─── Exercise material

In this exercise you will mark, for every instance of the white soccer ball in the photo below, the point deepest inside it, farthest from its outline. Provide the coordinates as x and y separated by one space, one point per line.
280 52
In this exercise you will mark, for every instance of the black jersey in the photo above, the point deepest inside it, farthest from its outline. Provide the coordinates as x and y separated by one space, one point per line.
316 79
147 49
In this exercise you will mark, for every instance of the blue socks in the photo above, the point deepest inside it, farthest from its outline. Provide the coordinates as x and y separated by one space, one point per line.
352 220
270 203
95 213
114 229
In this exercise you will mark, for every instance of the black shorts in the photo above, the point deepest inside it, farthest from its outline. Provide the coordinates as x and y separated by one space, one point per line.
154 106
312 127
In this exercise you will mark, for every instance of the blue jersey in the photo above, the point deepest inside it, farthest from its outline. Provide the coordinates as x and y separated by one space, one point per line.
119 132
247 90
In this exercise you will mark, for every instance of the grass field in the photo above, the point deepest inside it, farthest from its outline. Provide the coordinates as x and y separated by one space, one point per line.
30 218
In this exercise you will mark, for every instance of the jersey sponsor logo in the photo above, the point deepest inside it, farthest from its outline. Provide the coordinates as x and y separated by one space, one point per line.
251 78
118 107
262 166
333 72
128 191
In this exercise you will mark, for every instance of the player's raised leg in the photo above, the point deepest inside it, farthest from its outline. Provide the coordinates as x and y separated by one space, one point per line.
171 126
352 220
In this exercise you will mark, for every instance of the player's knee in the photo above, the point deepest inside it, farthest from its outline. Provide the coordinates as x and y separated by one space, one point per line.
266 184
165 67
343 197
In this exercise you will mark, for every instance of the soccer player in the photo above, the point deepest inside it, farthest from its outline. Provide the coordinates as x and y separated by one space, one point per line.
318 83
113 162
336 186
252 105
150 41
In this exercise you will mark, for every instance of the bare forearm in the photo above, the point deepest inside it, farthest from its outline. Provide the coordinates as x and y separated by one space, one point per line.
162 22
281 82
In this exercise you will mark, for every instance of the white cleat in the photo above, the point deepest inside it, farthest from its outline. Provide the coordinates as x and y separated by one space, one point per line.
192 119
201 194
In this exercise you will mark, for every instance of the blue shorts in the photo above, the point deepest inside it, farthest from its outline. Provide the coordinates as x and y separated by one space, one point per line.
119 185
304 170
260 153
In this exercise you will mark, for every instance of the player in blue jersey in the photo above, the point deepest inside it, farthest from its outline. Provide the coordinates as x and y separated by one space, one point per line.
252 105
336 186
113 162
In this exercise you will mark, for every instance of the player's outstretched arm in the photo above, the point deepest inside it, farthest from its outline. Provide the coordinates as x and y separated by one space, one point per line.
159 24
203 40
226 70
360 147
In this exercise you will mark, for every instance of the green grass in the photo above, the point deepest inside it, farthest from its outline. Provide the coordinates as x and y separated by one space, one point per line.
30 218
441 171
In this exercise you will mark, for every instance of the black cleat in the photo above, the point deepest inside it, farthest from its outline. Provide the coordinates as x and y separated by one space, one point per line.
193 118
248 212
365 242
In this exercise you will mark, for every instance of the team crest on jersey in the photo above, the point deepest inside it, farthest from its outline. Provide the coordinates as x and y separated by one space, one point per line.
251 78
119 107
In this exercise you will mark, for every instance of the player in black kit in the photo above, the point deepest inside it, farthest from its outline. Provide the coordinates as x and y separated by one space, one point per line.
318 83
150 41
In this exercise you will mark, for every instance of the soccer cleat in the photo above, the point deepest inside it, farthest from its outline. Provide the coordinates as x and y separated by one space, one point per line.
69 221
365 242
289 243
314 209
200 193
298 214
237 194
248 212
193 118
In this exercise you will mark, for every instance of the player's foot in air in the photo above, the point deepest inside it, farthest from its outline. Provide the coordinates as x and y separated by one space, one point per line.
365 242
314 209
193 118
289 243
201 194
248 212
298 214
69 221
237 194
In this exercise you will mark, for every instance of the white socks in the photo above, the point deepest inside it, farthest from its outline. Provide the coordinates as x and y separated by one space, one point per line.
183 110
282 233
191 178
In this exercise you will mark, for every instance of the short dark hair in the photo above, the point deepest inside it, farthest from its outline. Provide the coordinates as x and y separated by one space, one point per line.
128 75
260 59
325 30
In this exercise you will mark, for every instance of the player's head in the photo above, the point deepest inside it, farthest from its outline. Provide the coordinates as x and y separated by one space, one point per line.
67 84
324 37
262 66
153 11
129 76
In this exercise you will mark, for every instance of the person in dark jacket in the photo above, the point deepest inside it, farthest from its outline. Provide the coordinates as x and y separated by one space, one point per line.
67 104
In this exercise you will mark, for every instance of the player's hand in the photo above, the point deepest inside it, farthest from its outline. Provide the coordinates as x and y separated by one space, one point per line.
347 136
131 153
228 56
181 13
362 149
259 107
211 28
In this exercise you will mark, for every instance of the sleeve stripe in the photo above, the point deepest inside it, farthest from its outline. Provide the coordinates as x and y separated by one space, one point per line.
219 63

──────

• **Objective**: Copy out the whole listing, exactly as written.

• **Result**:
In this exercise you will mark, for every instance of the white soccer ball in the photo below, the point deepest inside it, farthest from its outline. Provide the coordinates as x and y separated by one space, one point per line.
280 52
In this exercise you will mark, for every instance of the black jersey in the photo above, the point deepest inside it, farthest from its outline. Provide the coordinates as x and y separated by one space, one point per line.
316 79
147 49
In this exercise you will mark, for every instance of the blue socks in the photo above, the point deepest inside it, farthest from its outline. Provide the coordinates as x and y separated by one space, one point per line.
352 220
270 203
95 213
114 229
In this exercise you will mark, for every instance of the black shorts in the photo above, the point deepest inside it, farthest from its outline. Provide the coordinates as x and y separated by one space, one point per line.
154 106
312 127
In this exercise you will mark, for every instance of the blue jersey in the photo above, the point deepest inside it, farthest from its outline. Provide the coordinates as x and y separated by one space, one point per line.
119 132
247 90
In this exercise you will mark, for every instance of the grass field in the photo above, the point deepest inside it, farthest from its outline. Provide the coordinates as x and y separated by one space, one point per line.
30 218
In this exercise you will mark, for every instance of the jersey sponsor logo in the photo above, the point deepest inside it, farthest from its outline. Provide the coordinates as x and y separated by one space, one point per line.
251 78
118 107
262 166
333 72
128 191
In this exercise you will mark, for every instance of the player's raised leg in the photo above, the point deepest inside it, farthest from its outline. Provide the coordinates as x and y separated by one space, one point per line.
171 126
352 220
In this exercise you will mark, for every instance of the player's knee in the photo above, the point deepest inside it, farthest from its outline. Provide the coordinates as x and y separated by one space, one point per line.
266 184
165 67
343 197
In this exercise you will mark, for every instance of the soccer player in the photo above, the point deepest inside it, farthest from its outline. Provide the coordinates as x and y separated by one space, one point per line.
318 83
113 162
336 186
252 105
150 41
In this exercise you will mark, for every instance of the bare forearm in the photo above, the point deepest inside it, farthest from its outline. Provide the coordinates as x and y separated by one space, one point per line.
162 22
281 82
In this exercise you will mark, for every instance of the white cleat in the photo above, the point deepest inside it, farthest from its outline. Provide the coordinates as x and y separated by one space, one point per line.
192 119
201 194
In this exercise you will mark, for every instance of the blue shorts in the photo above, the point deepest inside it, farthest from its outline. Provide the coordinates as x and y separated by one space, one point per line.
119 185
304 170
260 153
In this exercise you will mark, for every instance of the player in blue jersey in the photo above, the point deepest inside it, farthest from its outline. Provide the coordinates as x and y separated by one space, one point per line.
252 105
336 186
113 162
In this exercise you will mark, for every instance of the player's outstretched arm in the photo above, the point deepest inside it, farthest from its outline. Provide the coordinates as x and y separated by one space, one point per line.
159 24
203 40
226 70
360 147
In this exercise you will mark, for every instance of the green grass in the photo above, the point deepest inside it, farthest from its outline. Provide the coordinates as x and y separated by one space, one point per line.
30 218
441 171
In this exercise you will mark, for every instance of the black cleat in the photo above, the point deepest inside it, farthest from its outline. Provide the coordinates as x and y separated by one space, one point per line.
193 118
248 212
365 242
In this exercise you will mark, for every instance of the team crest on jersey in the photo above, the point deepest inside it, farthest from its outline. Provide the coordinates as x and y separated by one space, one point per line.
251 78
119 107
In this exercise you will mark, for every instance of the player in black kit in the photo above, the point deepest inside it, farthest from its outline. Provide the coordinates as x and y separated by one space, one point per line.
318 83
150 41
In this exercise you will mark, for every instance of the soccer cleat in the photo above, the point deepest inside it, farthest from its outline. Provide the coordinates as x and y separated by one space, one point per line.
69 221
365 242
289 243
314 209
200 193
298 214
237 194
248 212
193 118
In this exercise you will mark, for every instance of the player's foot in air in the photo above, the point deepest inside it, farthest from its outline. Provide the coordinates as x and y separated by one space, one point per line.
365 242
314 209
193 118
289 243
201 194
248 212
298 214
69 221
237 194
In this exercise you will mark, for every instance of the white socks in the photo above, the point deepest inside it, farthest from its outline. Provide the coordinates as x and y separated by one space, one point per line.
183 110
282 233
191 178
In this exercise you will mark, for every instance of the short dark hair in the photo above, the point deepest inside it, farthest from its outline. Provide the coordinates as x and y separated by one space, one point per line.
128 75
260 59
325 30
In this exercise you will mark, for every instance of the player's head in the photo above, the point deepest inside it, farthest from its outline. Provide the coordinates as x and y separated by one space, one point per line.
67 84
324 37
262 66
153 11
129 76
In this exercise you will mark, for every instance of the person in dark jacket in the photo above, the point deepest inside it, farthest from its outline. Provide the coordinates as x and y separated by one space, one point per line.
67 104
In this exercise you will mark, for every instance of the player's hand in the photo above, the point deepest inside it, farthest from its outline. Provide the coordinates as x and y separated by one space, one point per line.
347 136
131 153
228 56
181 13
362 149
259 107
211 28
In this exercise you will mark, for every instance of the sleeve stripe in the photo above, the point deepest inside it, farthest from its outline. Provide the coordinates as x and y separated by one space, one point per line.
219 63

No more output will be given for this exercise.